* **WHAT IS BEING ASKED**
Copy out the rows below, substituting "bounding box" for each occurrence of "coordinates" and leaving everything else unchanged.

# start of DATA SUPPLIED

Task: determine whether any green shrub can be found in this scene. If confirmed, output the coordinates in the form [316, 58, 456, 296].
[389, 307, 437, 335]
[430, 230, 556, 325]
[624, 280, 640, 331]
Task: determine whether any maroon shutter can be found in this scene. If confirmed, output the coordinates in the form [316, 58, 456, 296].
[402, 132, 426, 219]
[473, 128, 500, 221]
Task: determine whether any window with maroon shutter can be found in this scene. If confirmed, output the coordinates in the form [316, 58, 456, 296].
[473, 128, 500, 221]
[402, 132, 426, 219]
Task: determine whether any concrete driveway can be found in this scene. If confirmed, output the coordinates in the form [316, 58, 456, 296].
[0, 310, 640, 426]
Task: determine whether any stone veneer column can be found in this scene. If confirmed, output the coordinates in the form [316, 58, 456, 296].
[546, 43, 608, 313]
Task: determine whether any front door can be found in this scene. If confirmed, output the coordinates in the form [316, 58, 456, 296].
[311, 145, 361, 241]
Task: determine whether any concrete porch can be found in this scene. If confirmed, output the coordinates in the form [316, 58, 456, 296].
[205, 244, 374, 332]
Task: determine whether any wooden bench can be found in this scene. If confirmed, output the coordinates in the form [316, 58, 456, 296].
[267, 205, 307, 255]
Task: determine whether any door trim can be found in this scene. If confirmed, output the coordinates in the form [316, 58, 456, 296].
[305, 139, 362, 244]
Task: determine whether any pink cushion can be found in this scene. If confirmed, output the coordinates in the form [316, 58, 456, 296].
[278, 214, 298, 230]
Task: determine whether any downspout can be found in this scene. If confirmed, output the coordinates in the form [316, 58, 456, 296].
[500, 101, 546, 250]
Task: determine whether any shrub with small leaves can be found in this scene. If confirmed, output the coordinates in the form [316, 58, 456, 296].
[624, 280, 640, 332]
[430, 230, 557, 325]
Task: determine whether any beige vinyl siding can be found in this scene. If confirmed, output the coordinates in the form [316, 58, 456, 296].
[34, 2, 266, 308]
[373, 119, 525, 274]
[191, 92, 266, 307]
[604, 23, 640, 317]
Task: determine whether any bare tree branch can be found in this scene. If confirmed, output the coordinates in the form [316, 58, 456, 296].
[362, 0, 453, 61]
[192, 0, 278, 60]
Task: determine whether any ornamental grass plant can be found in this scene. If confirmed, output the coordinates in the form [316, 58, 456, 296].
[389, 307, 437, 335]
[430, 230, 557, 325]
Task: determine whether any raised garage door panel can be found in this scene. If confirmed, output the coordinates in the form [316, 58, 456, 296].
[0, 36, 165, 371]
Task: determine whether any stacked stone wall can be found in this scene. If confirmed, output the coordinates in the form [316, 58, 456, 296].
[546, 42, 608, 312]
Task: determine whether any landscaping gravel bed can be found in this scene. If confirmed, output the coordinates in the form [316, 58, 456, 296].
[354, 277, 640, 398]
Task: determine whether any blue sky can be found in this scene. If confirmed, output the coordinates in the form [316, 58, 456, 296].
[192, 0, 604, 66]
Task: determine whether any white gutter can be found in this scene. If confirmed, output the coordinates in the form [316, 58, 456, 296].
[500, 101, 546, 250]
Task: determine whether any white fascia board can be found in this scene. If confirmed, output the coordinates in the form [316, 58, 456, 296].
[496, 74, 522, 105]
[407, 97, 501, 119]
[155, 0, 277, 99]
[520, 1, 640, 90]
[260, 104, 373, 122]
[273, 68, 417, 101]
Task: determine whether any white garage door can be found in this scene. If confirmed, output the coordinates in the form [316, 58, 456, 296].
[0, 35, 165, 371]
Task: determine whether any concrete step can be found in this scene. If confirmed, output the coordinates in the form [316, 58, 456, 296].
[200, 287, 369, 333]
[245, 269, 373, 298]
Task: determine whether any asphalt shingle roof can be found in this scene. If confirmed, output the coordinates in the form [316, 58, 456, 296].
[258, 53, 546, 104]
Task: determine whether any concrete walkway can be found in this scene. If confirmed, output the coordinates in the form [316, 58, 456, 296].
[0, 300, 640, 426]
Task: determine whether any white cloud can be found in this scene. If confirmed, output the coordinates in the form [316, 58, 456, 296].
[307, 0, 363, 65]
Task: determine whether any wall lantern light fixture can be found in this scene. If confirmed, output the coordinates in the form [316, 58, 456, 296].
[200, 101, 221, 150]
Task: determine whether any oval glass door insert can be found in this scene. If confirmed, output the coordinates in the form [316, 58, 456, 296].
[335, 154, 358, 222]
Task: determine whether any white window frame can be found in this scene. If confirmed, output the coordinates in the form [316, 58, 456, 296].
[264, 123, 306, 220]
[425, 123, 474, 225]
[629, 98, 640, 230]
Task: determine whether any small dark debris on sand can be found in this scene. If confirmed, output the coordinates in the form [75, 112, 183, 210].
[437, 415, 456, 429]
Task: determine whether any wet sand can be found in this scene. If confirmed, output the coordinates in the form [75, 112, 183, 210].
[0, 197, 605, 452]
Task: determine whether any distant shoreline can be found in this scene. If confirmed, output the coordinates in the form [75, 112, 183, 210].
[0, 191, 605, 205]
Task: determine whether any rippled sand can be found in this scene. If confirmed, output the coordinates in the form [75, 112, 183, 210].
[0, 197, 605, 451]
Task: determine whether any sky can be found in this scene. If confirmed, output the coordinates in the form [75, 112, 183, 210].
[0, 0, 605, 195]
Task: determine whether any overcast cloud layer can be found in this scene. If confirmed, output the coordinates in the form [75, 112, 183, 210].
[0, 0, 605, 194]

# end of DATA SUPPLIED

* **RESPONSE BELOW**
Task: determine whether any green shrub can be found in this scene. If confirmed, output the bounding box in the form [316, 58, 456, 296].
[389, 307, 437, 335]
[430, 230, 556, 325]
[624, 280, 640, 331]
Task: determine whether any maroon shutter can be found in this scene. If confirmed, output the bounding box in the form [316, 58, 456, 296].
[402, 132, 426, 219]
[473, 128, 500, 221]
Task: determine whether any window with maroon shutter can be found in this scene. If confirmed, output the bounding box in the form [316, 58, 456, 296].
[473, 128, 500, 221]
[402, 132, 426, 219]
Task: determine whether any concrete driveway can be found in this scene. If confirmed, output the bounding box in the form [316, 58, 456, 296].
[0, 310, 640, 426]
Task: determine whether any stone veneer column can be found in this scene. If confirmed, output the bounding box in the form [316, 58, 456, 296].
[546, 43, 608, 313]
Task: determine whether any front door can be found in this scene. If confirmed, output the bounding box in the form [316, 58, 456, 296].
[311, 145, 361, 241]
Task: determine whether any concrete porch can be found in this scene. If confirmed, output the bounding box in the form [316, 58, 456, 296].
[205, 244, 374, 332]
Task: determine whether any wooden bench can be found in this scene. If confirmed, output the bounding box in the form [316, 58, 456, 296].
[267, 205, 307, 255]
Task: determine whether any door trim can be found in this scene. If confirmed, output the bounding box in the form [316, 58, 456, 296].
[305, 139, 362, 244]
Task: determine whether any pink cushion can be found in this scene. If confirmed, output the bounding box in the form [316, 58, 456, 296].
[278, 214, 298, 230]
Task: determine whether any downspout can be found in this scene. If confirmed, output the bounding box in the form [316, 58, 456, 296].
[500, 101, 546, 250]
Task: determine whether any shrub with small leaves can be found in this scene. If confirmed, output the bounding box in the form [316, 58, 456, 296].
[624, 280, 640, 332]
[430, 230, 557, 325]
Task: determine whether any beige vinyl siding can be found in this scene. If confirmed, output the bounding box in the form [316, 58, 456, 296].
[34, 2, 266, 308]
[373, 119, 525, 274]
[191, 92, 266, 307]
[604, 23, 640, 317]
Task: determine whether any bare tree branch can be found in this scene. If confirmed, output the bounding box in the form [316, 58, 456, 296].
[362, 0, 453, 61]
[192, 0, 278, 60]
Task: determine whether any ornamental grass plant can be found in this scene. If confirmed, output the bounding box in the form [316, 58, 456, 296].
[389, 307, 437, 335]
[430, 230, 557, 325]
Task: determine whether any raised garage door panel can be found in this scene. If confirmed, output the bounding box in the form [316, 58, 456, 296].
[0, 36, 165, 371]
Task: determine whether any stacked stone wall can be found in this scene. If confirmed, output the bounding box in the form [316, 58, 456, 296].
[546, 42, 608, 312]
Task: determine whether any landscaping gravel bed can be found in this scene. If confirmed, output the bounding box in the form [316, 58, 456, 296].
[354, 277, 640, 398]
Task: determine whether any blue sky can be found in this scene. If confirmed, output the bounding box in the form [316, 58, 456, 296].
[192, 0, 604, 66]
Task: determine whether any white gutter can be found in this scene. If confirmed, output the bounding box in the form [316, 58, 456, 296].
[500, 101, 546, 250]
Task: determine whether any white fascia board can be found in this scene. If confirmed, output the bounding box in the form [316, 58, 456, 296].
[496, 74, 522, 105]
[407, 97, 501, 119]
[155, 0, 277, 99]
[520, 1, 640, 90]
[260, 104, 373, 122]
[273, 68, 417, 101]
Task: determine whether any white garage door can be found in this scene. If confirmed, output the bounding box in the form [316, 58, 456, 296].
[0, 35, 165, 371]
Task: determine whether any concrete step can be found in this scene. If confirmed, output the bounding box in the form [316, 58, 456, 296].
[200, 287, 369, 333]
[245, 269, 373, 298]
Task: determine whether any asphalt shingle roof can be found in this scene. If confirmed, output the bounding box in the form [316, 58, 456, 296].
[258, 53, 546, 104]
Task: determine whether any concrete walkway can be found in this scene. If confirmed, output the bounding box in the form [316, 58, 456, 296].
[0, 300, 640, 426]
Task: determine whether any white cloud can be found in this scene. If confirmed, output the bounding box in the form [316, 58, 456, 296].
[307, 0, 363, 65]
Task: determine whether any wall lantern light fixture can be found in this scene. If confirmed, output the bounding box in the form [316, 58, 456, 296].
[200, 101, 221, 150]
Task: determine whether any oval glass door insert can be found in this scene. If confirmed, output the bounding box in the form [316, 58, 456, 296].
[335, 154, 358, 222]
Task: determine whether any white window frame can be found in this scene. If confirmed, output the bounding box in the form [316, 58, 456, 296].
[264, 123, 306, 220]
[425, 123, 474, 225]
[629, 98, 640, 230]
Task: determine whether any small dark debris on sand can be found in this scene. If confirmed, output the bounding box in the form [75, 112, 183, 210].
[437, 415, 456, 429]
Task: determine whether any wet sand can be found in this scene. If confirmed, output the bounding box in the form [75, 112, 183, 210].
[0, 197, 605, 452]
Task: determine whether any distant shoreline can be found in this scene. If confirmed, output the bounding box in the form [75, 112, 183, 210].
[0, 191, 605, 205]
Task: determine whether any rippled sand can be found in this scene. If confirmed, output the bounding box in the form [75, 112, 183, 210].
[0, 197, 605, 451]
Task: determine whether any sky can be found in this scene. If confirmed, output the bounding box in the form [75, 112, 183, 210].
[0, 0, 605, 195]
Task: determine whether any overcast cloud layer can be found in this scene. If confirmed, output the bounding box in the form [75, 112, 183, 210].
[0, 0, 605, 194]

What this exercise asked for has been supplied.